• [Task prompt]: Begin at the line that contains "trace the outline of every instance of the sandy" and repeat every line from there to the end of the records below, inclusive, without adding any other line.

═════ Provided data

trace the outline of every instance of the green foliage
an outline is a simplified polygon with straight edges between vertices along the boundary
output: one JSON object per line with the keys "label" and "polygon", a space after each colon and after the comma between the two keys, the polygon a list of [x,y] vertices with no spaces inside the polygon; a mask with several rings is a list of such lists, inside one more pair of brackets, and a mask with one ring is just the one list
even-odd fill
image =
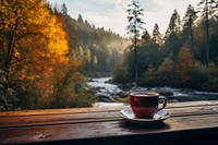
{"label": "green foliage", "polygon": [[[199,14],[189,5],[183,22],[174,10],[164,39],[158,36],[158,25],[154,27],[152,39],[147,33],[140,39],[138,80],[144,85],[173,85],[218,90],[218,21],[216,5],[214,1],[211,3],[213,5],[208,8],[211,14],[208,20],[209,65],[206,65],[208,57],[205,15],[197,17]],[[133,77],[134,51],[130,47],[124,53],[122,65]]]}

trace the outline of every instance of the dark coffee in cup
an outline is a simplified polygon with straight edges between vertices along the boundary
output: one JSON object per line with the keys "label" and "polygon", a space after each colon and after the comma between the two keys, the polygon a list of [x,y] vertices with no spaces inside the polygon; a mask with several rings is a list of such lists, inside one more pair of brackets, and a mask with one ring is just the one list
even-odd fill
{"label": "dark coffee in cup", "polygon": [[[161,107],[159,107],[159,100],[162,100]],[[167,100],[155,92],[134,92],[130,94],[130,105],[135,117],[150,119],[166,107]]]}

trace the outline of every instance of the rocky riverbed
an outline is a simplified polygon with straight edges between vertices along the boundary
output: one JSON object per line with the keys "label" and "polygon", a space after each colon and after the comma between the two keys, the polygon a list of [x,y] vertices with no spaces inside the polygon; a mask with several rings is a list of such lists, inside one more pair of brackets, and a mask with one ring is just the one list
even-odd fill
{"label": "rocky riverbed", "polygon": [[116,102],[120,98],[128,97],[128,94],[134,90],[152,90],[165,96],[169,102],[195,101],[195,100],[217,100],[218,93],[201,92],[189,88],[172,87],[138,87],[134,84],[118,85],[109,83],[111,77],[92,78],[87,82],[90,92],[100,102]]}

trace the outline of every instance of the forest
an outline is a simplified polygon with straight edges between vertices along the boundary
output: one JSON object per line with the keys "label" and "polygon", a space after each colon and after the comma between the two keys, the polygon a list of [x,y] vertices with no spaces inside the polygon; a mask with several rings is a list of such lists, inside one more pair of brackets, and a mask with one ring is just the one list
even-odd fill
{"label": "forest", "polygon": [[[129,32],[140,32],[135,23],[143,23],[140,4],[132,4],[138,13],[129,15]],[[173,11],[166,34],[155,24],[150,35],[132,37],[132,46],[124,50],[122,63],[113,80],[119,83],[136,82],[142,86],[173,86],[205,90],[218,90],[218,1],[199,1],[198,8],[187,7],[181,19]],[[207,9],[206,9],[207,8]],[[205,9],[207,11],[205,11]],[[133,11],[130,8],[129,11]],[[134,11],[133,11],[134,12]],[[140,36],[140,37],[137,37]],[[134,44],[137,45],[134,46]],[[136,51],[137,50],[137,51]],[[137,57],[137,61],[135,58]],[[135,69],[137,65],[137,70]],[[135,71],[136,70],[136,71]]]}
{"label": "forest", "polygon": [[96,76],[218,90],[217,4],[189,5],[182,20],[174,10],[165,35],[144,29],[135,80],[134,39],[72,19],[64,3],[1,0],[0,110],[90,107],[85,83]]}

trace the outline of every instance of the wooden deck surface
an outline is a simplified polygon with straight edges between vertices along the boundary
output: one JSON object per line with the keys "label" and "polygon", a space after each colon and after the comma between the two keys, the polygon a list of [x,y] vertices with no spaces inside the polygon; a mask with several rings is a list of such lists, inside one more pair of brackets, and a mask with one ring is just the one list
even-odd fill
{"label": "wooden deck surface", "polygon": [[117,108],[0,112],[0,144],[218,145],[218,101],[168,104],[164,123],[125,122]]}

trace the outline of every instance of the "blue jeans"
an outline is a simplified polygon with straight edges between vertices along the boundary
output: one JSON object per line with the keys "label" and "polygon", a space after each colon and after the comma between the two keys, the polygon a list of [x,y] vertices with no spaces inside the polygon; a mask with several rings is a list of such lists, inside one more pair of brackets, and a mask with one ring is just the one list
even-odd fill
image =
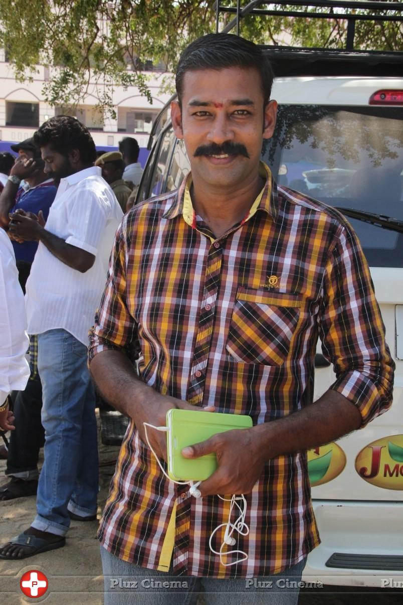
{"label": "blue jeans", "polygon": [[65,330],[38,335],[45,461],[32,526],[65,535],[68,511],[97,512],[98,444],[87,347]]}
{"label": "blue jeans", "polygon": [[[306,558],[276,575],[246,580],[218,580],[173,575],[146,569],[111,554],[101,546],[105,605],[197,605],[199,596],[205,605],[297,605],[298,588]],[[168,582],[158,586],[158,583]]]}

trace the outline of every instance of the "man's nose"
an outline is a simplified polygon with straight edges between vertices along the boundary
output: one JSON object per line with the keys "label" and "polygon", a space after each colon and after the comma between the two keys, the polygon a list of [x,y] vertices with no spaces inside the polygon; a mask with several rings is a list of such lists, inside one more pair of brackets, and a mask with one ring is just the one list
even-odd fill
{"label": "man's nose", "polygon": [[207,139],[212,143],[221,145],[224,141],[232,140],[234,133],[230,121],[224,113],[218,114],[211,125]]}

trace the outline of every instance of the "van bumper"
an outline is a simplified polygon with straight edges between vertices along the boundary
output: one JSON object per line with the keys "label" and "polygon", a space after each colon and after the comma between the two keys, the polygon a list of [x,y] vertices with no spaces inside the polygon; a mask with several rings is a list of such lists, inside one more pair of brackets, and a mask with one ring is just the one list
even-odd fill
{"label": "van bumper", "polygon": [[401,587],[401,502],[312,501],[321,543],[302,579],[324,584]]}

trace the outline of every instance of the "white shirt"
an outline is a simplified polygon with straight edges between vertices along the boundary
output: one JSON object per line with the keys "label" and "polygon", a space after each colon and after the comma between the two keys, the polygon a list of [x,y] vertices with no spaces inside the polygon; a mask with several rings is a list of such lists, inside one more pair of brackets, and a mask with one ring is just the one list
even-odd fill
{"label": "white shirt", "polygon": [[141,175],[143,174],[143,168],[140,162],[137,162],[135,164],[128,164],[123,171],[122,178],[124,181],[131,181],[135,185],[140,183]]}
{"label": "white shirt", "polygon": [[58,260],[39,242],[25,287],[30,334],[62,328],[83,344],[94,324],[106,280],[115,232],[123,215],[98,166],[62,178],[45,229],[95,255],[80,273]]}
{"label": "white shirt", "polygon": [[30,377],[30,344],[24,294],[11,243],[0,229],[0,405],[10,391],[22,391]]}

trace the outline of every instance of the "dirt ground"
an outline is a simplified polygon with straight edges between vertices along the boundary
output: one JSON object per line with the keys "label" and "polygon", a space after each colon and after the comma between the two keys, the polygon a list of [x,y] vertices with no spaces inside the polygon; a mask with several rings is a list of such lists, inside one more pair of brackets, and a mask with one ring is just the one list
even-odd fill
{"label": "dirt ground", "polygon": [[[114,471],[119,448],[100,443],[100,494],[98,518],[102,511]],[[0,483],[5,461],[0,460]],[[30,525],[35,515],[33,496],[0,502],[0,544],[17,535]],[[63,548],[43,553],[22,561],[0,560],[0,603],[19,605],[46,601],[47,605],[102,605],[102,568],[97,540],[96,521],[72,521]],[[47,576],[48,589],[39,598],[25,597],[20,589],[20,580],[27,571],[38,570]],[[298,605],[398,605],[403,603],[403,589],[394,591],[365,590],[352,591],[346,587],[324,586],[320,594],[306,590],[300,594]],[[175,603],[173,603],[173,605]],[[201,605],[201,603],[199,603]]]}

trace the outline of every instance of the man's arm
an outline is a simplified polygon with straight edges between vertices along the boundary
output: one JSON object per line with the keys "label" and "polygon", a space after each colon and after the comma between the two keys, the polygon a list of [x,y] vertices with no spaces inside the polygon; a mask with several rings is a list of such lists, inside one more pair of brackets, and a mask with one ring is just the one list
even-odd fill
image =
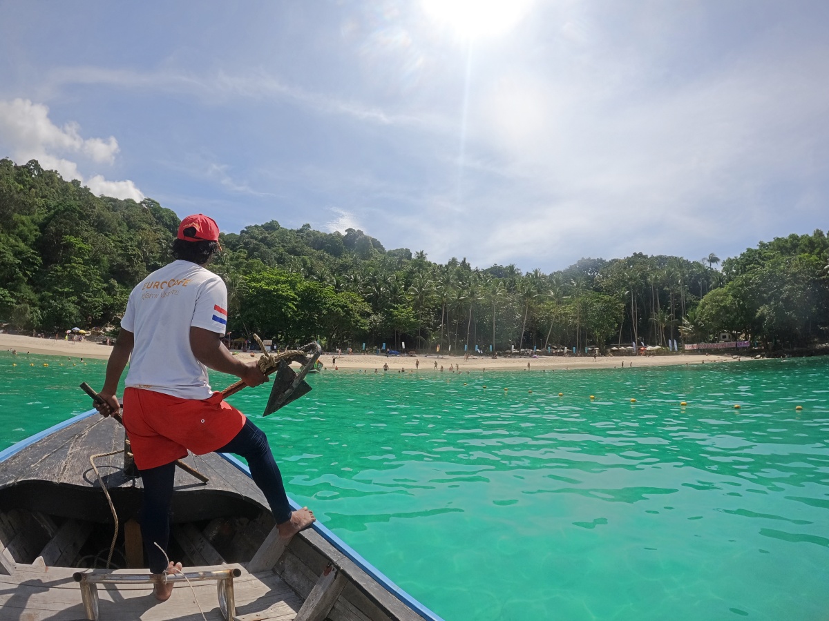
{"label": "man's arm", "polygon": [[195,325],[190,328],[190,349],[196,359],[229,375],[235,375],[248,386],[259,386],[268,381],[268,376],[262,373],[255,362],[245,363],[233,357],[221,342],[217,332],[211,332]]}
{"label": "man's arm", "polygon": [[112,348],[112,354],[109,354],[109,359],[106,363],[106,379],[104,380],[104,388],[100,392],[100,396],[104,397],[106,405],[95,405],[99,413],[104,416],[121,408],[121,404],[115,397],[115,391],[118,390],[118,383],[121,380],[121,373],[129,361],[129,354],[133,353],[135,335],[121,328],[115,340],[115,346]]}

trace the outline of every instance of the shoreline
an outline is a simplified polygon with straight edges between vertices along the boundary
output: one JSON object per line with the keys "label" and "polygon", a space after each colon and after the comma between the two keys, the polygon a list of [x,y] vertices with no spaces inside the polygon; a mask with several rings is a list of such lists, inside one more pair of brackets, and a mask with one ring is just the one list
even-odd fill
{"label": "shoreline", "polygon": [[[102,345],[94,341],[85,340],[80,343],[54,339],[38,339],[22,335],[0,334],[0,351],[17,349],[17,354],[25,355],[27,352],[40,355],[66,356],[67,358],[90,358],[106,360],[112,352],[111,345]],[[234,352],[234,355],[242,359],[256,359],[259,354],[253,356],[250,353]],[[336,363],[332,359],[336,358]],[[461,371],[490,369],[520,370],[526,369],[527,363],[531,369],[560,369],[570,368],[618,368],[623,363],[624,367],[633,366],[634,368],[643,367],[665,367],[711,363],[731,363],[739,360],[753,360],[751,356],[737,356],[736,354],[724,355],[721,354],[671,354],[656,356],[541,356],[539,358],[509,358],[499,356],[492,359],[487,356],[471,356],[469,360],[464,360],[463,356],[438,356],[434,354],[414,356],[388,356],[363,354],[323,354],[320,361],[325,365],[326,371],[366,371],[381,373],[383,365],[389,365],[389,373],[397,373],[401,369],[414,371],[415,360],[420,363],[421,371],[440,372],[441,365],[446,372],[449,372],[449,364],[458,365]],[[435,371],[434,363],[438,363]],[[337,368],[335,369],[335,366]]]}

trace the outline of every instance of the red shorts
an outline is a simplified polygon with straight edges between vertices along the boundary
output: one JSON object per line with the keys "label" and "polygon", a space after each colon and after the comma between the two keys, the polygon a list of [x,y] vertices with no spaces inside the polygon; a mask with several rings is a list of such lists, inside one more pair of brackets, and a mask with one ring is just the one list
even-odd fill
{"label": "red shorts", "polygon": [[245,425],[245,415],[221,400],[182,399],[152,390],[124,391],[124,426],[139,470],[221,449]]}

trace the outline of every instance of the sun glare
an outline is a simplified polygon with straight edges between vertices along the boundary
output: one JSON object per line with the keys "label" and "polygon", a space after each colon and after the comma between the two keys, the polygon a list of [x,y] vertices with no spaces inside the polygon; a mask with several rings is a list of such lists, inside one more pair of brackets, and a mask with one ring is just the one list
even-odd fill
{"label": "sun glare", "polygon": [[532,0],[423,0],[426,13],[461,36],[497,36],[526,15]]}

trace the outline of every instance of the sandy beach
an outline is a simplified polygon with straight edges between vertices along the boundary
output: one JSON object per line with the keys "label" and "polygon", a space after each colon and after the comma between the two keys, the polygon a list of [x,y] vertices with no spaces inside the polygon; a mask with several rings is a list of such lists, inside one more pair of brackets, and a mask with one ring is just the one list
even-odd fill
{"label": "sandy beach", "polygon": [[[55,340],[53,339],[36,339],[31,336],[22,336],[20,335],[0,334],[0,350],[17,349],[17,354],[41,354],[45,355],[67,356],[71,358],[97,358],[106,359],[109,357],[112,347],[109,345],[101,345],[97,343],[85,340],[80,343],[72,341]],[[256,358],[258,354],[251,356],[249,353],[235,353],[235,355],[243,359]],[[333,359],[337,362],[333,362]],[[748,357],[743,356],[741,359],[747,360]],[[518,370],[526,369],[527,363],[530,363],[531,369],[570,369],[570,368],[621,368],[624,363],[625,368],[633,366],[639,367],[662,367],[676,364],[702,364],[720,362],[736,362],[738,358],[730,354],[671,354],[653,356],[598,356],[594,359],[593,356],[563,357],[563,356],[541,356],[539,358],[510,358],[498,356],[492,359],[484,356],[471,356],[468,360],[464,360],[463,356],[440,356],[434,354],[429,355],[419,356],[389,356],[347,354],[323,354],[320,360],[328,371],[369,371],[374,373],[377,369],[378,373],[382,373],[383,365],[388,364],[390,371],[414,371],[415,369],[415,361],[419,361],[421,371],[435,372],[434,363],[438,363],[437,373],[440,373],[440,367],[443,366],[444,373],[449,371],[449,365],[458,366],[460,371],[483,370]],[[336,367],[336,368],[335,368]]]}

══════════

• [Answer to this task]:
trace the outline of every instance of the sandy beach
an outline is a simplified polygon with straight edges between vertices along the boundary
output: one JSON object per line with the keys "label" and "polygon", a space after each colon and after the comma between the two keys, the polygon a list of [x,y] vertices with no spaces inside the polygon; a mask with several rings is a list of such lists, inside one more pair of brackets, and a mask with one ring is just the one list
even-odd fill
{"label": "sandy beach", "polygon": [[[55,340],[53,339],[36,339],[31,336],[22,336],[20,335],[0,334],[0,350],[17,349],[17,354],[41,354],[45,355],[67,356],[71,358],[97,358],[106,359],[109,357],[112,347],[109,345],[101,345],[97,343],[85,340],[80,343],[72,341]],[[256,358],[258,354],[251,356],[249,353],[235,353],[235,355],[243,359]],[[333,359],[337,362],[333,362]],[[748,357],[743,356],[741,359],[747,360]],[[518,370],[526,369],[527,363],[530,363],[531,369],[570,369],[570,368],[621,368],[624,363],[625,368],[633,366],[639,367],[662,367],[676,364],[702,364],[720,362],[736,362],[738,358],[730,354],[671,354],[653,356],[598,356],[594,359],[593,356],[563,357],[563,356],[541,356],[539,358],[510,358],[498,356],[492,359],[484,356],[471,356],[468,360],[464,360],[463,356],[440,356],[434,354],[429,355],[419,356],[389,356],[347,354],[323,354],[320,360],[328,371],[369,371],[374,373],[377,369],[378,373],[382,373],[383,365],[388,364],[390,371],[414,371],[415,369],[415,361],[419,361],[421,371],[435,372],[434,363],[438,363],[437,373],[440,373],[440,367],[443,366],[444,373],[449,371],[449,365],[458,366],[460,371],[483,370]],[[336,367],[336,368],[335,368]]]}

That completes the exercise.